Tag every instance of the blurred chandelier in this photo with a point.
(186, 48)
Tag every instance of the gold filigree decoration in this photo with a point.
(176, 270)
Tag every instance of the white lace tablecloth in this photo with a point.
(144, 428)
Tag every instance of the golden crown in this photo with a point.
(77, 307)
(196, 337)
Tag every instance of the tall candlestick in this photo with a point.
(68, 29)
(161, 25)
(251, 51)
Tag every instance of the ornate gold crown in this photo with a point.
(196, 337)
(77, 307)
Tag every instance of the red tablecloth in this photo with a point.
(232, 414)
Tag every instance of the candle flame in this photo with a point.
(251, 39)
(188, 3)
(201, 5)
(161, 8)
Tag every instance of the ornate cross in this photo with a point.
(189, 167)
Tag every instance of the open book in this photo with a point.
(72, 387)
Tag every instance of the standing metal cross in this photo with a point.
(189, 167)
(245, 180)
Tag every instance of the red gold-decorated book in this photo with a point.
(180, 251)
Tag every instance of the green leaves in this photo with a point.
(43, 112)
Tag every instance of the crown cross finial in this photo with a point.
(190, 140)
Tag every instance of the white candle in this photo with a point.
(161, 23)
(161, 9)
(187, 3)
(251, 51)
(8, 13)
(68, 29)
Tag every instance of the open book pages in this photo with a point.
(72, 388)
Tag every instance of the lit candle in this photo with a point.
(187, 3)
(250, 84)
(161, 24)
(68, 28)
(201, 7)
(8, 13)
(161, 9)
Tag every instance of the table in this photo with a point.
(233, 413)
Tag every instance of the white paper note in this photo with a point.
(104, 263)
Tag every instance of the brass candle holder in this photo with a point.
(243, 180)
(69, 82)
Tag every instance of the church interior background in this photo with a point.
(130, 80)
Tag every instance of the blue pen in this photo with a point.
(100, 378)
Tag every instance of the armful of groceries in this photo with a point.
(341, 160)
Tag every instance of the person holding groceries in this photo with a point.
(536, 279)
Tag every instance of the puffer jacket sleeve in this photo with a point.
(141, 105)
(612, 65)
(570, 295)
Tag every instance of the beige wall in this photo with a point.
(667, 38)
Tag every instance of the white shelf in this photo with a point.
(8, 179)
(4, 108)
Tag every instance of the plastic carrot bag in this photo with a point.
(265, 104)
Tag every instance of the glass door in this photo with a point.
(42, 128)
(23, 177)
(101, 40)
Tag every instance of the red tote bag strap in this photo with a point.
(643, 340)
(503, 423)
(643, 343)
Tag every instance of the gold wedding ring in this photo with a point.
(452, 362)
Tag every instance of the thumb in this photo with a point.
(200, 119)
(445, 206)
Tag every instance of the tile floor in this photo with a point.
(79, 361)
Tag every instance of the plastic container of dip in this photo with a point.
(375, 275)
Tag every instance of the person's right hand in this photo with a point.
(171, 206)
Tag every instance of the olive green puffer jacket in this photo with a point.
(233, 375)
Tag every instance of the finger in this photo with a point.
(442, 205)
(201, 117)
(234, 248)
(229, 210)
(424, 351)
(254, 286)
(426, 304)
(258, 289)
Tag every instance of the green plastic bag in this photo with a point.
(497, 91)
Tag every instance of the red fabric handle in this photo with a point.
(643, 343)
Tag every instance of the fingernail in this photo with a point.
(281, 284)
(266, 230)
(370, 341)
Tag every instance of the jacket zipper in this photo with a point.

----

__Exercise goal__: Your response must consist of the entries, reproduced exactly.

__Answer to this exercise__:
Tag every instance of the blurred chandelier in this photo with a point.
(186, 48)
Tag every instance of the gold filigree decoration in this photo with a point.
(176, 270)
Tag every instance of the white lace tablecloth in this photo with a point.
(144, 428)
Tag every instance of the golden crown in this photo with a point.
(77, 307)
(196, 337)
Tag every instance of the tall candlestick in this photo with a point.
(68, 29)
(161, 25)
(251, 51)
Tag every instance of the ornate gold crown in this photo with a point.
(196, 337)
(77, 307)
Tag every instance of the red tablecloth in this photo with a point.
(232, 414)
Tag every instance of the candle flame in this photo with a point.
(251, 39)
(188, 3)
(201, 5)
(161, 8)
Tag every instance of the ornate cross in this photo with a point.
(189, 167)
Tag every instance of the open book in this photo with a point.
(72, 387)
Tag every instance of the standing metal cross in this photo with a point.
(189, 167)
(245, 180)
Tag every instance of the red gold-decorated book in this photo with a point.
(180, 251)
Tag every instance of the green leaves in this photo with a point.
(43, 112)
Tag every instance of the crown cross finial in this photo with a point.
(190, 140)
Tag every instance of the white candle in this photo with a point.
(161, 23)
(161, 9)
(187, 3)
(251, 51)
(8, 13)
(68, 29)
Tag every instance of the open book pages in this photo with a point.
(72, 388)
Tag every instance of the lit candle in this photo with a point.
(187, 3)
(250, 84)
(161, 24)
(68, 28)
(201, 7)
(8, 13)
(161, 9)
Tag every instance of the table in this photo with a point.
(233, 413)
Tag every instance of the white paper note in this photo with a point.
(104, 263)
Tag every instance of the brass candle holder in this photo with a point.
(243, 180)
(69, 82)
Tag every instance of the church interior background in this photo with a point.
(130, 80)
Tag every instance of the blue pen in this photo with a point.
(100, 378)
Tag every instance of the armful of groceries in this photo with a point.
(341, 160)
Tag every instance of the person holding groceries in this photo with a point.
(536, 279)
Tag every instance of the puffer jacket sleeve in this photo with a point.
(141, 105)
(612, 65)
(570, 295)
Tag every instance of the beige wall in this photo with a point.
(667, 38)
Tag every instance of the white shelf in this photo with a point.
(8, 179)
(4, 108)
Tag every instance of the plastic carrot bag in this photo with a point.
(265, 104)
Tag every instance of the glass door in this photo with a point.
(42, 128)
(23, 177)
(101, 40)
Tag every instance of the red tote bag strap in this photo with a point.
(643, 340)
(503, 423)
(643, 343)
Tag every instance of the gold wedding ring in this photo with a point.
(452, 362)
Tag every instance of the thumb in this photo with a point.
(200, 119)
(445, 206)
Tag every instance of the tile floor in this photo with a point.
(79, 361)
Tag every instance of the plastic container of dip in this photo with a point.
(375, 275)
Tag every instance of the person's right hand in this photo with a point.
(171, 206)
Tag every instance of the olive green puffer jacket in this photo with a point.
(233, 375)
Tag every instance of the finger in this photo with a point.
(442, 205)
(201, 117)
(234, 248)
(229, 210)
(424, 351)
(254, 286)
(426, 304)
(258, 289)
Tag every instance of the green plastic bag in this photo with a point.
(497, 91)
Tag every instance of the red fabric handle in this photo with a point.
(643, 343)
Tag every instance of the fingernail in this photo with a point.
(281, 284)
(266, 230)
(370, 341)
Tag every instance of the jacket zipper in this photo with a point.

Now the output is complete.